Kraken bei Lidköping  - Shelter bei Sjötorp 108 km

Ruhige Nacht, gut geschlafen. War 2:30 Uhr mal draußen, es war schon hell5:30 Uhr aufgestanden. Sehr kalt, auch die Kleidung. Kaffee zum aufwärmen und Frühstück mit einem großen Teller Heidelbeeren. Noch mehr Kaffee. Morgenroutine.

Start gegen 8:30 Uhr. 

Auf dem Rückweg zur Straße habe ich auch das Hinweiszeichen zum Kraken entdeckt, 20 Kronen  in eine Spendenbox geschmissen.

Sehr schöne Strecke, meistens über Landstraßen mit wenig Verkehr, leicht hügelig. In Lidköping eine neue Luftpumpe gekauft und den Reifendruck prüfen lassen. Der Verkäufer war sehr nett, und hat etwas Deutsch gesprochen. Handy zum Aufladen dort gelassen, nach Stadtbesichtigung wieder abgeholt.

Unterwegs in einem sehr schönen Café mit eigener Bäckerei eingekehrt. Kaffee, Zimtschnecke, Suppe, Brot und Butter so viel man wollte. Reichte für den Rest des Tages. Mariestad passiert ohne Besichtigung. Kurz vor Sjötorp sehr starker Verkehr. Mein Computer schickte mich auf eine Nebenstraße, die sich als Sackgasse erwies, ein Zaun versperrte die Weiterfahrt. Verfahren ist echt Mist.

In Sjötorp am Hafen Trinkwasser geholt und eingekauft.

Den anvisierten Shelter erreichte ich circa 17:30 Uhr. Der Platz war nicht so schön. Keine Abendsonne. Abends Nüsse und ein Bier. War aber eigentlich zu kalt für Bier. Erstmals den Biwacksack benutzt. 

 

Samstag, 4. Juli.

Sjörtorp-Vassbacken 33 km 

Aufgewacht bei Regen. Der Biwaksack hat gute Wärme gebracht, aber mein Schlafsack war nass. Die Verdunstungsfeuchtigkeit konnte nicht entweichen. Wollte ihn gleich entsorgen, zum Glück konnte ich mich bremsen. Ich habe ihn noch einige Male gebraucht. Kaffee zum Aufwärmen, Morgenroutine.

Besuch des Kanalmuseums in Sjörtorp (40 SEK). Der Göta-Kanal ist eines der größten Bauprojekte, das je in Schweden durchgeführt wurde. Der Kanal erstreckt sich von Sjötorp am Vänern bis Mem an der Ostsee. Er ist 190 km lang und hat 58 Schleusen. Die 87,3 km lange tatsächliche Kanalstrecke zwischen den fünf verbundenen Seen wurde von 58.000 schwedischen Soldaten gegraben. Der Bau war der Startschuss zum Wandel der schwedischen Gesellschaft von Agrargesellschaft zur Industriegesellschaft. https://www.gotakanal.se/de/

Start ab Museum: 11:30 Uhr. Schotterwege und leichter Niesel. Nach den zwei langen Tagen diesmal ein kurzer Tag. Die Wettervorhersage war lausig und ich hatte einen nassen Schlafsack. Ziel Vassbacken. die Pächterin des Campingplatzes war eine Schwäbin. Auf dem Platz gab es einen Trockenraum,  herrlich. Schlafsack getrocknet, Wäsche gewaschen. Zum Abend in der warmen trockenen Küche gegessen. Rührei, Pellkartoffeln, Salat mit Tomaten und Mozzarella und grünen Salat, Krebssalat, alles sehr lecker. Und ein Bier. Danach noch Tee und Süßes. Zeitig schlafen gegangen.

◇ ◇ ◇ ◇ ◇ ◇ ◇

◆ Aufgabenstellung A
Prüfen Sie, ob diese Aussagen zum Reisebericht passen: (i) Der Eintritt ins Kanalmuseum kostete 40 SEK. (ii) Der Göta-Kanal hat 78 Schleusen. (iii) In Lidköping wurde eine neue Luftpumpe gekauft. Antworten Sie jeweils mit Ja oder Nein und zitieren Sie die entscheidenden Worte des Reiseberichts wörtlich.
◆ Aufgabenstellung B
Um wie viel Uhr wurde laut Reisebericht der anvisierte Shelter erreicht?
◆ Aufgabenstellung C
Schreiben Sie den Reisebericht von „Unterwegs in einem sehr“ bis „ist echt Mist.“ wortgetreu ab.

◆ Datenauflistung
◇ ◇ ◇ ◇ ◇ ◇ ◇

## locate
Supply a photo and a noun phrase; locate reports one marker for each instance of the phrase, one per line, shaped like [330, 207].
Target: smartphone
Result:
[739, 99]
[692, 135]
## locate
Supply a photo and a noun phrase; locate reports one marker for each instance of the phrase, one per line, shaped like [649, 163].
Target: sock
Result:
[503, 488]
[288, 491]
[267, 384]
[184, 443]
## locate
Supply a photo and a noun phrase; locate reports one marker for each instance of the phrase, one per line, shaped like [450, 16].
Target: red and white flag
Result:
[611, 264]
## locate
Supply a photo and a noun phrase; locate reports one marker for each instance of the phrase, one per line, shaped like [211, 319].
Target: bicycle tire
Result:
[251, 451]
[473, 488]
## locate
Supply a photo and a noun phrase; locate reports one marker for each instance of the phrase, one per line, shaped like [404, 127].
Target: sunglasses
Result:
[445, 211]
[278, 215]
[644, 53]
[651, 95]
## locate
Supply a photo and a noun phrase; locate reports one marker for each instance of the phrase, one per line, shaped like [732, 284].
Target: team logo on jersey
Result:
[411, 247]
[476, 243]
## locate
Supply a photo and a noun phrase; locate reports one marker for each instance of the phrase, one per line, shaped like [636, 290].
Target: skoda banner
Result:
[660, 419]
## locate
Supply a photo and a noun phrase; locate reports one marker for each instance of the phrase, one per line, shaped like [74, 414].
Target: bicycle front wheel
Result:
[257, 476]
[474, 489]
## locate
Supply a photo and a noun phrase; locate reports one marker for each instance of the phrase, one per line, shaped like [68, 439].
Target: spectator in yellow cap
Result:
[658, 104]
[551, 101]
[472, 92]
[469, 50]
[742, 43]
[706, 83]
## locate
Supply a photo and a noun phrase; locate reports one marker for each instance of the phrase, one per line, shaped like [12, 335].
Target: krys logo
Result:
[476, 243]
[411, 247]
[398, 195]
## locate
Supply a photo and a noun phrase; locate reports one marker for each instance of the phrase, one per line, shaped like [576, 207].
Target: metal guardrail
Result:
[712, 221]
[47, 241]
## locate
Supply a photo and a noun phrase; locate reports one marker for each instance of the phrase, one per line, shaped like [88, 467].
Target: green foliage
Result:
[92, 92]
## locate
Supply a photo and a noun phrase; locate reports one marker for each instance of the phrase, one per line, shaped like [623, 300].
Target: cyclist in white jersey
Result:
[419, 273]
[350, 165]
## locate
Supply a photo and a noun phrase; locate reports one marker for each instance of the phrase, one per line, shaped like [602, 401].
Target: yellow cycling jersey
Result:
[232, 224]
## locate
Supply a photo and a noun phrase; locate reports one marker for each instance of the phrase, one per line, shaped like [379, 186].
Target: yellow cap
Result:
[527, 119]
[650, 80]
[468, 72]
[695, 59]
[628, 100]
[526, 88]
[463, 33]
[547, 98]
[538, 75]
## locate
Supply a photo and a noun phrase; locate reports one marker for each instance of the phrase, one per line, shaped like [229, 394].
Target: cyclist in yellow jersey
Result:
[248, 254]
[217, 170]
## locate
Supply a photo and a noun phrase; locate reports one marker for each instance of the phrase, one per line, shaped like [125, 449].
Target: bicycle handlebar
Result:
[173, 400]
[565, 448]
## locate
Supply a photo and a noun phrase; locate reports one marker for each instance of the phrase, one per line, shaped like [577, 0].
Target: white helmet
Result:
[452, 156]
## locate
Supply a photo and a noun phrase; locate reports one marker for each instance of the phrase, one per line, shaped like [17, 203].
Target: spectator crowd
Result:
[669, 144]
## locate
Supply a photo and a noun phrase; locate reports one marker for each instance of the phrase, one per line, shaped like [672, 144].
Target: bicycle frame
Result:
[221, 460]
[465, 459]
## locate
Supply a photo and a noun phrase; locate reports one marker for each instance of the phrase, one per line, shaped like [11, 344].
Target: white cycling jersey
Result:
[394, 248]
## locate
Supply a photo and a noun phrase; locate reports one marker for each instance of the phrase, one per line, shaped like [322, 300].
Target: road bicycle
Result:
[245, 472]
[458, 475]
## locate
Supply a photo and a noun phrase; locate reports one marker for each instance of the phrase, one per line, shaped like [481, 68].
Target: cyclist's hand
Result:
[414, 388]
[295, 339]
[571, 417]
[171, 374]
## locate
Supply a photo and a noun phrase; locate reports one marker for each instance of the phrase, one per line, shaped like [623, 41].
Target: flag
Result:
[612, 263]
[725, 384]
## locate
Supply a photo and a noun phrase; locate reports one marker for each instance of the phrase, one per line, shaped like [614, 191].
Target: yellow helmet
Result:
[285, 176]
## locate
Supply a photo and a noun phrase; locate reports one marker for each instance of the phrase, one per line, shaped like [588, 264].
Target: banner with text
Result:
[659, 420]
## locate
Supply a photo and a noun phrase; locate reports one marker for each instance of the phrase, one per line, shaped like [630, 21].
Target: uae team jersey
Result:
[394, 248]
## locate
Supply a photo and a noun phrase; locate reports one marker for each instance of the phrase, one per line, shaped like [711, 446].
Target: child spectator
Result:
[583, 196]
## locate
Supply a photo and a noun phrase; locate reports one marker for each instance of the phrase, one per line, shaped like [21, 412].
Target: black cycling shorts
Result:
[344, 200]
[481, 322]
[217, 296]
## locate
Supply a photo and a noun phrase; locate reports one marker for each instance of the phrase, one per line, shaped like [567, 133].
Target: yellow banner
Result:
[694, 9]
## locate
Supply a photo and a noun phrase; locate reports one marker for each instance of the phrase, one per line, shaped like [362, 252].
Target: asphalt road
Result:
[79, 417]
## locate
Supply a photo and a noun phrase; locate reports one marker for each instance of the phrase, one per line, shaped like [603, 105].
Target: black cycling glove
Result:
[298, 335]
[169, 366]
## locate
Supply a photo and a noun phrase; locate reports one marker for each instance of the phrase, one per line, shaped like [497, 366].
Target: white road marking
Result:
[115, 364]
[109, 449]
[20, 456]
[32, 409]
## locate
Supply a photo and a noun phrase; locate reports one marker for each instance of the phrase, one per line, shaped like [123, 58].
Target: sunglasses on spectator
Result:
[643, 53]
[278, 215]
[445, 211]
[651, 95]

◇ ◇ ◇ ◇ ◇ ◇ ◇

◆ Vollständige Ausgabe A
(i) Ja: „Besuch des Kanalmuseums in Sjörtorp (40 SEK)“
(ii) Nein: „Er ist 190 km lang und hat 58 Schleusen.“
(iii) Ja: „In Lidköping eine neue Luftpumpe gekauft“

◆ Vollständige Ausgabe B
Circa 17:30 Uhr.

◆ Vollständige Ausgabe C
Unterwegs in einem sehr schönen Café mit eigener Bäckerei eingekehrt. Kaffee, Zimtschnecke, Suppe, Brot und Butter so viel man wollte. Reichte für den Rest des Tages. Mariestad passiert ohne Besichtigung. Kurz vor Sjötorp sehr starker Verkehr. Mein Computer schickte mich auf eine Nebenstraße, die sich als Sackgasse erwies, ein Zaun versperrte die Weiterfahrt. Verfahren ist echt Mist.